### Description of the task
Please count the lines in the data below that contain the word "grass" and give only the number.

>> begin Excerpted data

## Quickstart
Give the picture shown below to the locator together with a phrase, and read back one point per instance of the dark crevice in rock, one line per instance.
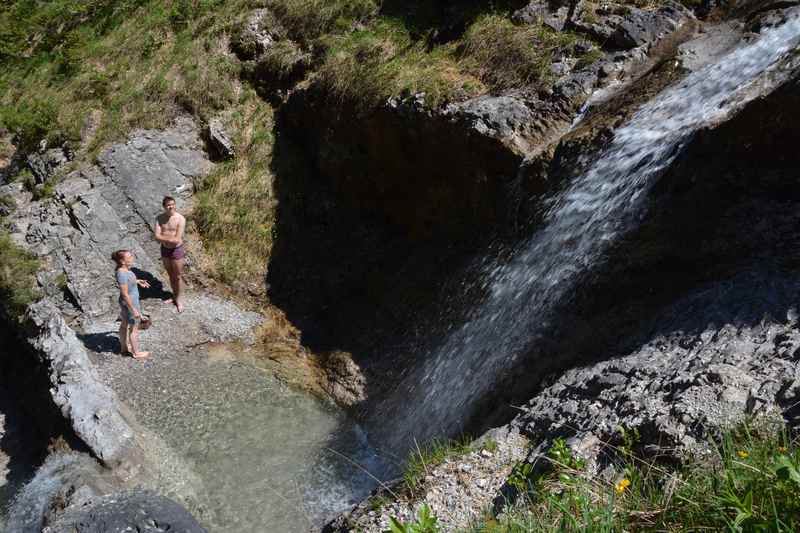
(720, 229)
(31, 423)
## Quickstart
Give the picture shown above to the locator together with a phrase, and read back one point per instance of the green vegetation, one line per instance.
(235, 205)
(425, 522)
(17, 278)
(751, 482)
(505, 55)
(138, 64)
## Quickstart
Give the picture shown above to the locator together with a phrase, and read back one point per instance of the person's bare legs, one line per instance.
(168, 267)
(175, 282)
(134, 336)
(124, 346)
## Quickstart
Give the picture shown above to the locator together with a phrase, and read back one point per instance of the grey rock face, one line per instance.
(90, 406)
(344, 380)
(258, 33)
(219, 140)
(621, 27)
(95, 212)
(143, 512)
(152, 164)
(64, 479)
(682, 386)
(44, 163)
(555, 15)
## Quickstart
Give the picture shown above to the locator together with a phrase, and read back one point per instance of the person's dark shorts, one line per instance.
(179, 252)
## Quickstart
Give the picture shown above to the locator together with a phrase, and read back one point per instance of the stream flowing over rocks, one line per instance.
(615, 250)
(202, 427)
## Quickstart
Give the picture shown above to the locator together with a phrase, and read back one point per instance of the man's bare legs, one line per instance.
(124, 344)
(174, 268)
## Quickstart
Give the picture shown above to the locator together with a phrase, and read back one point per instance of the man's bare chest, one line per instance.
(171, 225)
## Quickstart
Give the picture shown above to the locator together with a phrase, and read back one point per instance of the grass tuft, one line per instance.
(423, 459)
(751, 482)
(17, 278)
(504, 55)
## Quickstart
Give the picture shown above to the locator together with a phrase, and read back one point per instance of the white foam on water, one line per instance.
(580, 225)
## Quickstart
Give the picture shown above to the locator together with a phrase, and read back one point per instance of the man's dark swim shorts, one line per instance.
(173, 253)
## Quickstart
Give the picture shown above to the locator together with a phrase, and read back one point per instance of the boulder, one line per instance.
(140, 511)
(556, 15)
(90, 406)
(44, 163)
(260, 31)
(220, 142)
(71, 493)
(344, 380)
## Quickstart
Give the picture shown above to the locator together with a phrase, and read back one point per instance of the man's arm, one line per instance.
(179, 231)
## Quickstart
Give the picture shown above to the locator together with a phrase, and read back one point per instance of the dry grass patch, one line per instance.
(235, 210)
(505, 55)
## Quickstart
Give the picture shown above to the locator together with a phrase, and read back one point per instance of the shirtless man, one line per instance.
(169, 233)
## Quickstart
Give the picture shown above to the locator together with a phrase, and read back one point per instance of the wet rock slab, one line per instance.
(143, 512)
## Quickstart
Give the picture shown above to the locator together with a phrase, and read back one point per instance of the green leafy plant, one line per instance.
(425, 522)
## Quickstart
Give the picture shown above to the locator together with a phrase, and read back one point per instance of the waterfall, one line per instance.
(580, 225)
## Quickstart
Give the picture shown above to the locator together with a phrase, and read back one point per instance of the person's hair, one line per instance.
(118, 257)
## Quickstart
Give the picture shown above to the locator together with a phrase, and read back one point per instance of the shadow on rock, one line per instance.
(156, 291)
(107, 341)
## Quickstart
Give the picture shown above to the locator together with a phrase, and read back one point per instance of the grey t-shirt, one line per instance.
(126, 277)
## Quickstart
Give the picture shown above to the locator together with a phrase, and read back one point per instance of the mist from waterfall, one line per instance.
(580, 225)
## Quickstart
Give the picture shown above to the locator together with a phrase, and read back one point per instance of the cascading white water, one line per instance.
(580, 225)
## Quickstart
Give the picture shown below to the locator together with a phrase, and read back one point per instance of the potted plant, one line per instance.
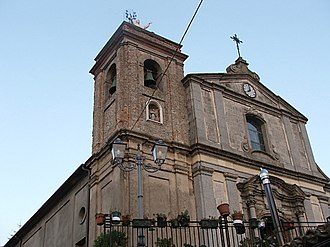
(238, 222)
(223, 209)
(144, 223)
(211, 223)
(254, 222)
(115, 217)
(126, 219)
(99, 219)
(184, 218)
(289, 225)
(164, 242)
(174, 223)
(161, 220)
(114, 238)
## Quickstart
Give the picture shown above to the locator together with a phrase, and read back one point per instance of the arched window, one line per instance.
(112, 79)
(256, 133)
(154, 111)
(151, 73)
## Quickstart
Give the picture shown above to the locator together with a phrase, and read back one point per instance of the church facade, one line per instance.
(220, 129)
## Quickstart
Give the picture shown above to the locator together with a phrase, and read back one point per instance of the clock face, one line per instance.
(249, 90)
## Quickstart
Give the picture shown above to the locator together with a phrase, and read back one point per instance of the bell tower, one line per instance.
(138, 88)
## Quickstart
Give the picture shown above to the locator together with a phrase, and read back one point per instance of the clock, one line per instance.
(249, 90)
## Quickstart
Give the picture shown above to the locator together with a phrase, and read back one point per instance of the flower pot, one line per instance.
(143, 223)
(161, 221)
(239, 226)
(184, 222)
(126, 220)
(237, 216)
(289, 225)
(115, 217)
(100, 219)
(253, 223)
(209, 223)
(174, 223)
(223, 209)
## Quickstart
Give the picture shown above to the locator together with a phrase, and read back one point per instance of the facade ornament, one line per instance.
(241, 67)
(245, 145)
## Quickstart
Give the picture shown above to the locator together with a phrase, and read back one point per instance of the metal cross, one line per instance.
(237, 41)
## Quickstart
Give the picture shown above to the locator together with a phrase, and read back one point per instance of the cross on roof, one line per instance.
(237, 41)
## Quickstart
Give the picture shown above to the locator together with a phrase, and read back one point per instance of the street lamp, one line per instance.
(159, 151)
(271, 202)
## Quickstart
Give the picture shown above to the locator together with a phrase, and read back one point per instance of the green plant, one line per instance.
(257, 242)
(161, 215)
(164, 242)
(114, 238)
(161, 219)
(184, 218)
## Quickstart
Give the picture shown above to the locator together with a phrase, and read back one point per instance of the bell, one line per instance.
(149, 80)
(113, 85)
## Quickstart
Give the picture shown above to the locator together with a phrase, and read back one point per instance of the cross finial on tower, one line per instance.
(237, 41)
(131, 16)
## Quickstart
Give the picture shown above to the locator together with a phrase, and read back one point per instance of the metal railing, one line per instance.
(225, 234)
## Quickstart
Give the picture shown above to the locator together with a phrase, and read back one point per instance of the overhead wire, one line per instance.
(168, 65)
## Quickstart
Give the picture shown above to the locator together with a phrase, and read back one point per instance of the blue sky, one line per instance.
(46, 92)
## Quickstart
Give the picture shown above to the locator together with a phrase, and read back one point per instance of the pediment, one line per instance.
(241, 75)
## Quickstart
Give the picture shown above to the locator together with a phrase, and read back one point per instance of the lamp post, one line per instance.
(271, 202)
(159, 151)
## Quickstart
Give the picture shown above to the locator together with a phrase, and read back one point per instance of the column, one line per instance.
(324, 203)
(251, 205)
(232, 191)
(203, 187)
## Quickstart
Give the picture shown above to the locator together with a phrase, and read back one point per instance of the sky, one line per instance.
(47, 48)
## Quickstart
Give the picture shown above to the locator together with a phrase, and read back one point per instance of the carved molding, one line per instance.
(241, 67)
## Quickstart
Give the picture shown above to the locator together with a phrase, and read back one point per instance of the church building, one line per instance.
(219, 128)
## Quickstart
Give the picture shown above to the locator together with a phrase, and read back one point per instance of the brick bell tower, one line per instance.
(130, 73)
(140, 98)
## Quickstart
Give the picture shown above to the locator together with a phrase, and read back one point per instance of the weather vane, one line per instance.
(237, 41)
(131, 16)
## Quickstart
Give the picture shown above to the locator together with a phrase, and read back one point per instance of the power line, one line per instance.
(168, 65)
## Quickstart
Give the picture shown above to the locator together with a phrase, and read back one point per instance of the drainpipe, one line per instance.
(271, 202)
(85, 168)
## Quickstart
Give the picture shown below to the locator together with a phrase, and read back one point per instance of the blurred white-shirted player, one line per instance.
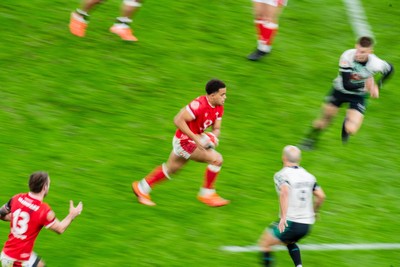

>> end Excerpted data

### Response to this task
2